▸ GOAL 1:
Decide whether each statement below agrees with the page on the Good Vibes series. Answer yes or no for each, quoting the deciding words from the page: (a) The series had 22 episodes. (b) The opening theme is "Good Vibes" by Vice Ganda. (c) The series replaced Growing Up.

▸ PROVIDED PASSAGE:
++++++++++

- Title card
- Genre: Teen drama
- Created by: ABS-CBN Studios
- Directed by: Theodore Boborol Laurenti M. Dyogi Nico Hernandez
- Starring: Sam Concepcion Enrique Gil Arron Villaflor James Reid Devon Seron Yen Santos Linn Oeymo Coleen Garcia Ivan Dorschner Kazel Kinouchi Heidi Reigo Chikara Nawa
- Opening theme: "All I Need Is Love" by Bret Jackson
- Ending theme: "Good Vibes" by Vice Ganda
- Country of origin: Philippines
- Original language: Filipino
- No. of episodes: 22

Production
- Production location: Philippines
- Running time: 60 minutes

Original release
- Network: ABS-CBN
- Release: April 3 – August 28, 2011

= Good Vibes (Philippine TV series) =

2011 Philippine television drama series

Good Vibes is a 2011 Philippine teen dance musical drama anthology series broadcast by ABS-CBN. Directed by Theodore Boborol, Laurenti M. Dyogi and Nico Hernandez, it stars Sam Concepcion, Enrique Gil, Arron Villaflor, James Reid, Devon Seron, Ivan Dorschner, Yen Santos, Kazel Kinouchi, Coleen Garcia, Linn Oeymo, Heidi Reigo and Chikara Nawa. It aired on the network's Yes Weekend line up from April 3 to August 28, 2011 replacing Your Song and was replaced by Growing Up.

++++++++++

▸ STORED RECORDS:
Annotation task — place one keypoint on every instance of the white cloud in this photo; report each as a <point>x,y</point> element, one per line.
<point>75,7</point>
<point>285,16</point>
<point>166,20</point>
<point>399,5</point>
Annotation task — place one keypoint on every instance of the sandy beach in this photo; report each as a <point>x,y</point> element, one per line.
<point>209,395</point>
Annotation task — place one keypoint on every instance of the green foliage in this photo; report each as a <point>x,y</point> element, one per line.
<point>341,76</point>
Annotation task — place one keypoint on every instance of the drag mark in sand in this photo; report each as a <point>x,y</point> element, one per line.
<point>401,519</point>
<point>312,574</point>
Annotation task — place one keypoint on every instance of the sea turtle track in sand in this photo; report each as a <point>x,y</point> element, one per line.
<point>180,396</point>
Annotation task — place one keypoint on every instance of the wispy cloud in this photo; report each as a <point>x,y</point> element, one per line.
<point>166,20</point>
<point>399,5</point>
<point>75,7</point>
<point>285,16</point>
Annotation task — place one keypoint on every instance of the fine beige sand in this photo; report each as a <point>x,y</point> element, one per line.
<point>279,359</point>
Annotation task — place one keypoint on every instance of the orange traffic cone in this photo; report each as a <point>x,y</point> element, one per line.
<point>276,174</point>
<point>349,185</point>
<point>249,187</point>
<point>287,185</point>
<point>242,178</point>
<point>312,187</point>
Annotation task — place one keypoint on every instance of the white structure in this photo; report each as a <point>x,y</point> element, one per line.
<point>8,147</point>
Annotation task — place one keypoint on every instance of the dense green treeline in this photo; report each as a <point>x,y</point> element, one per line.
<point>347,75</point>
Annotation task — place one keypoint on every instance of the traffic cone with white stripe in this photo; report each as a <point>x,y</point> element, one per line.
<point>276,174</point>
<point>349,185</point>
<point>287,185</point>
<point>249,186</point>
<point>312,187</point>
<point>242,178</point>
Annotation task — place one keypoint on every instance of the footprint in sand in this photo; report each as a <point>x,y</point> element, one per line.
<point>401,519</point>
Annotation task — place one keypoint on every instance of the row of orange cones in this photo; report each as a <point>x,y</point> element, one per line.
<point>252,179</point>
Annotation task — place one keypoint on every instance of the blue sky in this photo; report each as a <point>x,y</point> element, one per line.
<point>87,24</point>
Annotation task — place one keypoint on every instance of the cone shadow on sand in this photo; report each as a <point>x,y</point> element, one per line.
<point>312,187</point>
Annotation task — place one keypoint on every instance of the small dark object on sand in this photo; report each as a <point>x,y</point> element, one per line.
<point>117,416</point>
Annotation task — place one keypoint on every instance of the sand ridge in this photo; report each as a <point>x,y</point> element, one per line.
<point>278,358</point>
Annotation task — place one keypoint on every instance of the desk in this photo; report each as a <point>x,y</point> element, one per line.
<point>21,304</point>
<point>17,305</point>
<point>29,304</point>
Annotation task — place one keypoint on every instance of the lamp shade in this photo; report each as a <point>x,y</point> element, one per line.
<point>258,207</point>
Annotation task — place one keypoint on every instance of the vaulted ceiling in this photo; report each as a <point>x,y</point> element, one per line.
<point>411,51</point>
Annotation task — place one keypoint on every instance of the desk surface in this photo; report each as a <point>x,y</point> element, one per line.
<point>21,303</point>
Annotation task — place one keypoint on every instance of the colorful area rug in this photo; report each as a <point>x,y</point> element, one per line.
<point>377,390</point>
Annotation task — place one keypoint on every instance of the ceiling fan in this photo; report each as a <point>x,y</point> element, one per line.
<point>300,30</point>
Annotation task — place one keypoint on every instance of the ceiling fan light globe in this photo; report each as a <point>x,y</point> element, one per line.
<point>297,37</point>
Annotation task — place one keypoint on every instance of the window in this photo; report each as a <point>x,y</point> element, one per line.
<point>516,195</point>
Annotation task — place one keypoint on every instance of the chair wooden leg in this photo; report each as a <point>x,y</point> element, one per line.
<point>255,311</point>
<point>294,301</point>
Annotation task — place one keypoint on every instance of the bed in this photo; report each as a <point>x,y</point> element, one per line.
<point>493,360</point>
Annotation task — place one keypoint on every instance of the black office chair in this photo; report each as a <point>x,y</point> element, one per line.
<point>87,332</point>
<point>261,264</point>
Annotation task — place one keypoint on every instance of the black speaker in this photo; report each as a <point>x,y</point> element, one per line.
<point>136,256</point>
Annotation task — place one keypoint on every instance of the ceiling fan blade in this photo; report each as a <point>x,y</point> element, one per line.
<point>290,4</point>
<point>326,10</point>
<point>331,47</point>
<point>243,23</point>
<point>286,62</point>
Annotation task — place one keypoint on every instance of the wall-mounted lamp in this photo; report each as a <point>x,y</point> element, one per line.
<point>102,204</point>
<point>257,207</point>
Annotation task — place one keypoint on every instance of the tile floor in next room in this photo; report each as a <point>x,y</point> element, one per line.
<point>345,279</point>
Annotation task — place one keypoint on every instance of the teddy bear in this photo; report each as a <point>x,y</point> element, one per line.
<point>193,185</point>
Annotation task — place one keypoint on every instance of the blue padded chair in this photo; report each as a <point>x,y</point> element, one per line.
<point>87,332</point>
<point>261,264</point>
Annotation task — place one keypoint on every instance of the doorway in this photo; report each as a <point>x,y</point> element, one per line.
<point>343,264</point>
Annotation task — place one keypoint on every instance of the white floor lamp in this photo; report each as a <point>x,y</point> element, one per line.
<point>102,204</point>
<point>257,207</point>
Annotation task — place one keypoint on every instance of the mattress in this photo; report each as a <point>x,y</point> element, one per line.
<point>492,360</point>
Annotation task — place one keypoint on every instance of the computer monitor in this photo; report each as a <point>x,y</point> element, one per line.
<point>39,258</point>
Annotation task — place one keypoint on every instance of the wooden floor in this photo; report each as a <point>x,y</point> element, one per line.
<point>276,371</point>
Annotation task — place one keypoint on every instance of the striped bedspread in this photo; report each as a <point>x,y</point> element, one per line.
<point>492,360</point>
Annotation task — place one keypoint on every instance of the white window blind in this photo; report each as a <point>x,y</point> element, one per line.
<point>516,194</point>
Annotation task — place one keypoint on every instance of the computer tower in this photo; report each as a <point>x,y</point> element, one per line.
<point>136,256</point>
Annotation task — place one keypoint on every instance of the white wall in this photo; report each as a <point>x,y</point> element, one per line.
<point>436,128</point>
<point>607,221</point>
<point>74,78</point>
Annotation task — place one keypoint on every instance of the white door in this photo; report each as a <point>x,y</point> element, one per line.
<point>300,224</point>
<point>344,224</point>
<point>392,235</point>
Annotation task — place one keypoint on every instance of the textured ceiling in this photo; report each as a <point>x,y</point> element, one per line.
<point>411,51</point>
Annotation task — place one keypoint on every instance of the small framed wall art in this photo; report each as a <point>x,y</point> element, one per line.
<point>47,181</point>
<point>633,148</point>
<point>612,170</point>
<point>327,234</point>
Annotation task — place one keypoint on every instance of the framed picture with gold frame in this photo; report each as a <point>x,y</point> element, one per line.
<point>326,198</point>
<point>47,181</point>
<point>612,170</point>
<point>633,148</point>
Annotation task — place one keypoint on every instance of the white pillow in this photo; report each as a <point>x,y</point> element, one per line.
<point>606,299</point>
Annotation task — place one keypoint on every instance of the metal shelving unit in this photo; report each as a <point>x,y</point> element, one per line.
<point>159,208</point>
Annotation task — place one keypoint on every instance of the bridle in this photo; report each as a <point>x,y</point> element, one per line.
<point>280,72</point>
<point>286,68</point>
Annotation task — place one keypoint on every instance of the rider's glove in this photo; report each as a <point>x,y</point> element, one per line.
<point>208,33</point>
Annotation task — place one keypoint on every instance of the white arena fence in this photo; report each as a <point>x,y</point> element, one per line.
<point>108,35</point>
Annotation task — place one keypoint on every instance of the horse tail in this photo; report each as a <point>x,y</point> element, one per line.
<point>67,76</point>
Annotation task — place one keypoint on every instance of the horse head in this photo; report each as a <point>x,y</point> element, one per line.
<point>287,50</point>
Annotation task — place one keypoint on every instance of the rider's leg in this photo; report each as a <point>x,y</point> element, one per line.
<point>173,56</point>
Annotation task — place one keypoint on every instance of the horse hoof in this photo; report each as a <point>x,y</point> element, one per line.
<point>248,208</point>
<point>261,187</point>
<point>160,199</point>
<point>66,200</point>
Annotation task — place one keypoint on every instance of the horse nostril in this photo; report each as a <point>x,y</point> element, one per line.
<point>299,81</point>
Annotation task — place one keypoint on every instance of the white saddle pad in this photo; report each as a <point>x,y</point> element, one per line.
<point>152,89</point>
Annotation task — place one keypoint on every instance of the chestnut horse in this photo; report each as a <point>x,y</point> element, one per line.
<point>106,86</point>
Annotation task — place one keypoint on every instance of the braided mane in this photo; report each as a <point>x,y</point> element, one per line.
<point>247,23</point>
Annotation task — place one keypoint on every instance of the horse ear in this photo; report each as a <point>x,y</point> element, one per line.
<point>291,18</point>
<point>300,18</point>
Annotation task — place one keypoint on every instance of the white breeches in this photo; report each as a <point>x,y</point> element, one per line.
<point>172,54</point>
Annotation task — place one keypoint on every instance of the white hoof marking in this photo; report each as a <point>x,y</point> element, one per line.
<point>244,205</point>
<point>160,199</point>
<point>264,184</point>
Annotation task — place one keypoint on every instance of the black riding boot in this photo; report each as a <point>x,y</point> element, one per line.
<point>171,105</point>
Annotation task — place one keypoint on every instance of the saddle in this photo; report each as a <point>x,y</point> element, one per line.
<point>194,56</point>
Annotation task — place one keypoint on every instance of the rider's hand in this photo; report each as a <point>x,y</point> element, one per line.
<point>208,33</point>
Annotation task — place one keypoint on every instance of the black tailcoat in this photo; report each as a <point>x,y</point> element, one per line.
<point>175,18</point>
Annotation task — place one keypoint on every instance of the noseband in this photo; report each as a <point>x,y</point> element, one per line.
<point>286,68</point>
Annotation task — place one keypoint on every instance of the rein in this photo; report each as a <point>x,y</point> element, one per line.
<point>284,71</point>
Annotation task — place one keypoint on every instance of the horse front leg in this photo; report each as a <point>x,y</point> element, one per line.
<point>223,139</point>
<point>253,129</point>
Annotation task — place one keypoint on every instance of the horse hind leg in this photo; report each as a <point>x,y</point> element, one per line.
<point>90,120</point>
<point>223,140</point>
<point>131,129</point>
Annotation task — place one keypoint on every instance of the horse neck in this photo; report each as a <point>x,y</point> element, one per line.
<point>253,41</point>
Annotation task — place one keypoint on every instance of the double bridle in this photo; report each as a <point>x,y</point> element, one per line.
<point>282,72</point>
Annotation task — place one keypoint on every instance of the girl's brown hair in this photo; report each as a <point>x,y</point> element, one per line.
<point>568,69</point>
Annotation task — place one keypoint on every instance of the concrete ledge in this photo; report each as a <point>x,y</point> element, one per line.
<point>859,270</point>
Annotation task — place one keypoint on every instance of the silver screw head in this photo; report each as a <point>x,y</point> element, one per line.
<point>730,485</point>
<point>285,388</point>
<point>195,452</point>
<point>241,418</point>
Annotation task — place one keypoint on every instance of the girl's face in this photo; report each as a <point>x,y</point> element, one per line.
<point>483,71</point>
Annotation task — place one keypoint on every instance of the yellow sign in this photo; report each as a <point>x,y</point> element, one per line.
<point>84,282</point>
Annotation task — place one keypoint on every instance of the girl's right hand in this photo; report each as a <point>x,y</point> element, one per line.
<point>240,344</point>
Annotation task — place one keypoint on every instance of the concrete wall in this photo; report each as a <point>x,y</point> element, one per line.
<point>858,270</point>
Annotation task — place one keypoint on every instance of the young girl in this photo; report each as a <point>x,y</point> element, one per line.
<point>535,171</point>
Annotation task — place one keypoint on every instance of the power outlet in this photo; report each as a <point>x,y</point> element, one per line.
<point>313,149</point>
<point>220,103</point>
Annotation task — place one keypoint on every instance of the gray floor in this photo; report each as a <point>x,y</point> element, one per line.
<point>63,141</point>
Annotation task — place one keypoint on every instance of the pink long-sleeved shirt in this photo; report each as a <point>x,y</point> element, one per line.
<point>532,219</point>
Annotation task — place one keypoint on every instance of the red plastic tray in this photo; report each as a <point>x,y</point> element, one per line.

++++++++++

▸ GOAL 2:
Recast the records as a Markdown table with the columns Row and Line. Include everything from the line containing "the rider's glove" down to the line containing "<point>287,50</point>", with both of those lines included and blank lines left out.

▸ EXERCISE OUTPUT 1:
(a) Yes: "No. of episodes: 22"
(b) No: "Opening theme: "All I Need Is Love" by Bret Jackson"
(c) No: "replacing Your Song and was replaced by Growing Up"

▸ EXERCISE OUTPUT 2:
| Row | Line |
|---|---|
| 1 | Annotation task — place one keypoint on every instance of the rider's glove in this photo; report each as a <point>x,y</point> element, one per line. |
| 2 | <point>208,33</point> |
| 3 | Annotation task — place one keypoint on every instance of the white arena fence in this photo; report each as a <point>x,y</point> element, one per line. |
| 4 | <point>108,35</point> |
| 5 | Annotation task — place one keypoint on every instance of the horse tail in this photo; report each as a <point>x,y</point> element, one per line. |
| 6 | <point>67,76</point> |
| 7 | Annotation task — place one keypoint on every instance of the horse head in this photo; report each as a <point>x,y</point> element, one per line. |
| 8 | <point>287,50</point> |